Passage shown
════════════════════
State must maintain roads
Published: October 29, 2009
Funding for transportation maintenance in Albemarle County has been reduced by 75 percent, and statewide it has been reduced more than 50 percent over the past few years. Were it not for stimulus funds from the American Recovery and Reinvestment Act, the maintenance work performed this year would have been 80 percent below historical norms.
Earlier this year, the Virginia Department of Transportation was forced to cut its operating budget by nearly $4 million, removed $3 billion worth of projects from the six-year plan and laid off 1,500 employees. Then it did the unthinkable: It took away our toilets. Closing 42 rest areas and state welcome centers created a considerable roar.
State highway maintenance and construction projects are primarily funded by the gas tax (which has not been increased since 1986) and a portion of the sales tax and recordation fees from new car sales. All of these funding sources are stressed not only by the recession, but by the simple fact that there has been no increase to keep up with inflation. This leaves a conservatively estimated budget gap of at least a billion dollars a year just for maintenance before you begin to build the first new road.
════════════════════
Information provided
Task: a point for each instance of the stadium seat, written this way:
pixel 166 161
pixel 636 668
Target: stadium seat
════════════════════
Task 1
In the road funding editorial, repeat word for word the part starting with "Earlier this year, the" and going on through "a considerable roar.".
Task 2
Put this sentence from the road funding editorial into Spanish: "State highway maintenance and construction projects are primarily funded by the gas tax (which has not been increased since 1986) and a portion of the sales tax and recordation fees from new car sales."
Task 3
According to the road funding editorial, how many rest areas and state welcome centers were closed?

Correct response 1
Earlier this year, the Virginia Department of Transportation was forced to cut its operating budget by nearly $4 million, removed $3 billion worth of projects from the six-year plan and laid off 1,500 employees. Then it did the unthinkable: It took away our toilets. Closing 42 rest areas and state welcome centers created a considerable roar.

Correct response 2
Los proyectos de mantenimiento y construcción de las carreteras estatales se financian principalmente con el impuesto a la gasolina (que no se ha aumentado desde 1986) y con una parte del impuesto sobre las ventas y de las tasas de registro por la venta de autos nuevos.

Correct response 3
42